┏━━

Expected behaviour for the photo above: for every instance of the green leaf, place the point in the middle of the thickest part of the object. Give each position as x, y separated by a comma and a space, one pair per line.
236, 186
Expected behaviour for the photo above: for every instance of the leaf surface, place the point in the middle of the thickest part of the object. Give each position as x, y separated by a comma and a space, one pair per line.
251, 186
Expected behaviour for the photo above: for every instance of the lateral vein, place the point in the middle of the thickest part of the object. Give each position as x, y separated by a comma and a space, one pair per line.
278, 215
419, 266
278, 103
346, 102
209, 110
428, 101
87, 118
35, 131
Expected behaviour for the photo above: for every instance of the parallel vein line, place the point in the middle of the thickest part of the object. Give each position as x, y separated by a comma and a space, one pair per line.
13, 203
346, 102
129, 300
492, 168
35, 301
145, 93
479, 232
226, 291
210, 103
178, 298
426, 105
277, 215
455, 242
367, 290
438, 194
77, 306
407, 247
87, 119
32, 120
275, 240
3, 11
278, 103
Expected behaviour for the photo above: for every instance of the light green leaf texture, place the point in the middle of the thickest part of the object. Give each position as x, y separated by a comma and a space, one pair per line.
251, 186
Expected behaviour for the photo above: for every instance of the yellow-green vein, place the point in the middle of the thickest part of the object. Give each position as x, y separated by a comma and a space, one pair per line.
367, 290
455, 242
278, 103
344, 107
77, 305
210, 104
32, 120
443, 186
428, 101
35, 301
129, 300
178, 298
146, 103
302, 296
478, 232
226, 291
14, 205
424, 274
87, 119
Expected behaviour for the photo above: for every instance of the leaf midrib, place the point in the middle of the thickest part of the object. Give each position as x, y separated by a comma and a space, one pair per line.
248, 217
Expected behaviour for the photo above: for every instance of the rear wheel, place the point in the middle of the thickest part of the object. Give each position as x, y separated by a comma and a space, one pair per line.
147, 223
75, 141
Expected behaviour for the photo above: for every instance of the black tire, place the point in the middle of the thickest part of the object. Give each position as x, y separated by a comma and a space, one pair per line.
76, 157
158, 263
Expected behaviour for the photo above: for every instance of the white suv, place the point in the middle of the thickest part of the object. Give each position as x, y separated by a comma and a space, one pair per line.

┗━━

YOUR TASK.
Convert everything in the listing above, from the line containing "leaf midrib, place" down through the end of the listing, into a JSON array of strings with one string per line and blank lines omitted.

RESPONSE.
[
  "Expected behaviour for the photo above: for every instance of the leaf midrib, place the point in the middle of the thickest part of the object. Give each position as x, y separated by a comma and a space, one pair per line.",
  "248, 217",
  "Expected behaviour for the photo above: for every instance of the rear wheel, place the point in the middle of the thickest part of the object. Give each position as x, y separated by a comma and a space, one pair per line.",
  "147, 223",
  "75, 141",
  "Expected behaviour for the photo above: for every instance of the black tire, place the point in the middle of the thickest part of the object. Give each position as x, y separated by a comma and a space, one pair per line.",
  "76, 157",
  "158, 263",
  "Expected behaviour for the photo above: for every instance of the white suv, place the point in the middle of the thickest part of the object. Give each position as x, y separated by a comma and a space, one pair per line."
]